• [THE DATA]
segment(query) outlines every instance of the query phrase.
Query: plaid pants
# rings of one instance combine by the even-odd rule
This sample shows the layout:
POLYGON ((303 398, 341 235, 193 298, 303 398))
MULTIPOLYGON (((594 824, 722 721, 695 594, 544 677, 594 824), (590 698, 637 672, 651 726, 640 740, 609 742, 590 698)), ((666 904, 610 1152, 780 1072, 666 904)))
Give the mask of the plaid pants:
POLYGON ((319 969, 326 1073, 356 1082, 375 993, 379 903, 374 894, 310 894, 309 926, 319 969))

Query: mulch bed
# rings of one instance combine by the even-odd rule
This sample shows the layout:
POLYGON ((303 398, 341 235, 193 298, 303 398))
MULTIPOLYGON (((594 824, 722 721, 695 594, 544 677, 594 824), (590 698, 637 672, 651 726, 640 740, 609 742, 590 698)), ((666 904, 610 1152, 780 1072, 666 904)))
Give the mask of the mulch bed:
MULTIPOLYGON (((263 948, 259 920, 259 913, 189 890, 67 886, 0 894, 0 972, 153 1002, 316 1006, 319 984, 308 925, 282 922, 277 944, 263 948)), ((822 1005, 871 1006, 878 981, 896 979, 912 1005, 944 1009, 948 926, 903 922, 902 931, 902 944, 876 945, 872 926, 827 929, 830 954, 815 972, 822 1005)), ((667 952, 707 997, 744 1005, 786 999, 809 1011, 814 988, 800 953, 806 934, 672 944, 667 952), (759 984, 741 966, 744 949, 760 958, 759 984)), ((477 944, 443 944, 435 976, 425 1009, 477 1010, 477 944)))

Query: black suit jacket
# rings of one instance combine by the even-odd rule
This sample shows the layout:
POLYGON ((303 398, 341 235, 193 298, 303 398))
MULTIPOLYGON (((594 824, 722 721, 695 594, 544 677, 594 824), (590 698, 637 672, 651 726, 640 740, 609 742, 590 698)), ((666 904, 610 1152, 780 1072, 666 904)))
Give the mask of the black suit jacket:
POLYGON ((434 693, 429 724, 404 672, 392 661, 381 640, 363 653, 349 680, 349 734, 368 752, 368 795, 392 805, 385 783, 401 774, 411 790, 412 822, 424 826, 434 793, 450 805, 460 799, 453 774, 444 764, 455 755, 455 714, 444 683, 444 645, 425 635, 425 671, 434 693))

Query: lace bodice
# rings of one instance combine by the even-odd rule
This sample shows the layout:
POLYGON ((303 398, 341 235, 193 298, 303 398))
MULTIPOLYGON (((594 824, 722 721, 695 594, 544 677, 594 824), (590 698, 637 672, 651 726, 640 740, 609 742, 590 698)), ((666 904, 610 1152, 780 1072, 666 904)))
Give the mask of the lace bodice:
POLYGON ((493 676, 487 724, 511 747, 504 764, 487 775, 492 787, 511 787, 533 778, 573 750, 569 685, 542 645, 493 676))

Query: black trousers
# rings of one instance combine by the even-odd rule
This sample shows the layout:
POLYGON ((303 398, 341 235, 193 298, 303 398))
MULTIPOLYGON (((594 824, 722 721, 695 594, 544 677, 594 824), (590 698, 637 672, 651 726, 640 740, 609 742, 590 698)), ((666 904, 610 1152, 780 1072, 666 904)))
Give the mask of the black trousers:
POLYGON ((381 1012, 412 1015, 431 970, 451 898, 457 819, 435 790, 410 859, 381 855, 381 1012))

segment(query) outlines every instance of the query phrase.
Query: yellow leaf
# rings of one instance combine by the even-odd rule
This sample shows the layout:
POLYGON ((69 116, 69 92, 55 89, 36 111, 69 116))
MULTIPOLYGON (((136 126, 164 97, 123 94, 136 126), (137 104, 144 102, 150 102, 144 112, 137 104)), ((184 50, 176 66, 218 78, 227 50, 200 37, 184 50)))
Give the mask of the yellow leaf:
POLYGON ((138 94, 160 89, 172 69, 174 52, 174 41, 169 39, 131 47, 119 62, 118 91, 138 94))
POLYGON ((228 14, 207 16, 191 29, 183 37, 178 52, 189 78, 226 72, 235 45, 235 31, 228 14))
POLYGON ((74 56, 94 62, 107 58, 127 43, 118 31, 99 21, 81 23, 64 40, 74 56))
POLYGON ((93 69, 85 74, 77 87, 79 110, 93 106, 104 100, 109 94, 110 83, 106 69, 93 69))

• [SHORT PROBLEM]
Please write out all the records above again, replacing "sample" with "example" and changing nothing else.

• [TASK SOLUTION]
segment(query) outlines every instance of the query phrase.
Query: plaid pants
# rings of one instance combine by the even-odd rule
This example shows the layout:
POLYGON ((303 398, 341 235, 193 298, 303 398))
MULTIPOLYGON (((594 824, 722 721, 695 594, 544 677, 594 824), (590 698, 637 672, 651 726, 640 740, 609 742, 590 698)), ((666 904, 610 1152, 780 1072, 666 904)))
Give the mask of the plaid pants:
POLYGON ((319 969, 326 1073, 356 1082, 375 993, 379 903, 374 894, 310 894, 309 926, 319 969))

Query: mulch bed
# rings of one instance combine by the even-odd rule
This example shows the layout:
POLYGON ((303 398, 341 235, 193 298, 303 398))
MULTIPOLYGON (((594 824, 722 721, 695 594, 544 677, 594 824), (590 698, 637 672, 651 726, 640 740, 609 742, 590 698)), ((666 904, 610 1152, 780 1072, 666 904)))
Give the mask of the mulch bed:
MULTIPOLYGON (((263 948, 259 920, 259 913, 189 890, 67 886, 0 894, 0 972, 153 1002, 316 1006, 319 984, 308 925, 282 922, 277 944, 263 948)), ((822 1005, 871 1006, 878 981, 896 979, 912 1005, 944 1009, 948 926, 903 922, 902 931, 902 944, 876 945, 872 926, 827 929, 830 954, 815 972, 822 1005)), ((667 952, 707 997, 744 1005, 786 999, 809 1011, 814 988, 800 953, 806 934, 672 944, 667 952), (759 984, 741 966, 744 949, 760 958, 759 984)), ((477 944, 443 944, 435 976, 425 1009, 477 1010, 477 944)))

Query: black suit jacket
# rings of one instance combine by the even-odd rule
This example shows the layout:
POLYGON ((303 398, 341 235, 193 298, 303 398))
MULTIPOLYGON (((594 824, 722 721, 695 594, 544 677, 594 824), (590 698, 637 672, 651 726, 640 740, 609 742, 590 698)), ((666 904, 610 1152, 780 1072, 666 904)))
Give the mask of the black suit jacket:
POLYGON ((434 693, 429 724, 404 672, 392 661, 381 640, 363 653, 349 680, 349 734, 368 752, 368 795, 392 805, 385 783, 401 774, 411 790, 412 822, 424 826, 434 793, 450 805, 460 799, 453 774, 444 764, 455 755, 455 714, 444 683, 444 645, 425 635, 425 671, 434 693))

Query: lace bodice
# rings of one instance combine by the even-odd rule
This example shows the layout:
POLYGON ((303 398, 341 235, 193 298, 303 398))
MULTIPOLYGON (((594 824, 722 721, 695 594, 544 677, 594 824), (590 698, 637 672, 651 726, 640 740, 609 742, 590 698)), ((666 904, 610 1152, 780 1072, 666 904)))
Give the mask of the lace bodice:
POLYGON ((493 676, 487 724, 511 747, 504 764, 487 775, 492 787, 511 787, 533 778, 573 750, 569 685, 542 645, 493 676))

Query: black trousers
# rings of one instance combine by the even-odd rule
This example shows the layout:
POLYGON ((303 398, 341 235, 193 298, 303 398))
MULTIPOLYGON (((594 824, 722 721, 695 594, 544 677, 594 824), (590 698, 637 672, 651 726, 640 740, 609 742, 590 698)), ((666 904, 610 1152, 780 1072, 666 904)))
Give the mask of the black trousers:
POLYGON ((381 1012, 412 1015, 431 970, 451 898, 457 819, 435 790, 410 859, 381 855, 381 1012))

segment(query) outlines every instance of the query phrase.
Query: yellow leaf
# rings of one instance combine by the even-odd rule
This example shows the layout:
POLYGON ((69 116, 69 92, 55 89, 36 111, 69 116))
MULTIPOLYGON (((136 126, 164 97, 123 94, 136 126), (137 104, 144 102, 150 102, 144 112, 137 104)), ((184 50, 176 66, 218 78, 227 50, 200 37, 184 50)))
Give the mask of the yellow leaf:
POLYGON ((138 94, 160 89, 172 69, 174 52, 174 41, 169 39, 131 47, 119 62, 118 91, 138 94))
POLYGON ((228 14, 207 16, 191 29, 183 37, 178 52, 189 78, 226 72, 235 45, 235 31, 228 14))
POLYGON ((74 56, 94 62, 107 58, 127 43, 118 31, 99 21, 81 23, 64 40, 74 56))
POLYGON ((93 69, 85 74, 77 87, 79 110, 93 106, 104 100, 109 94, 110 83, 106 69, 93 69))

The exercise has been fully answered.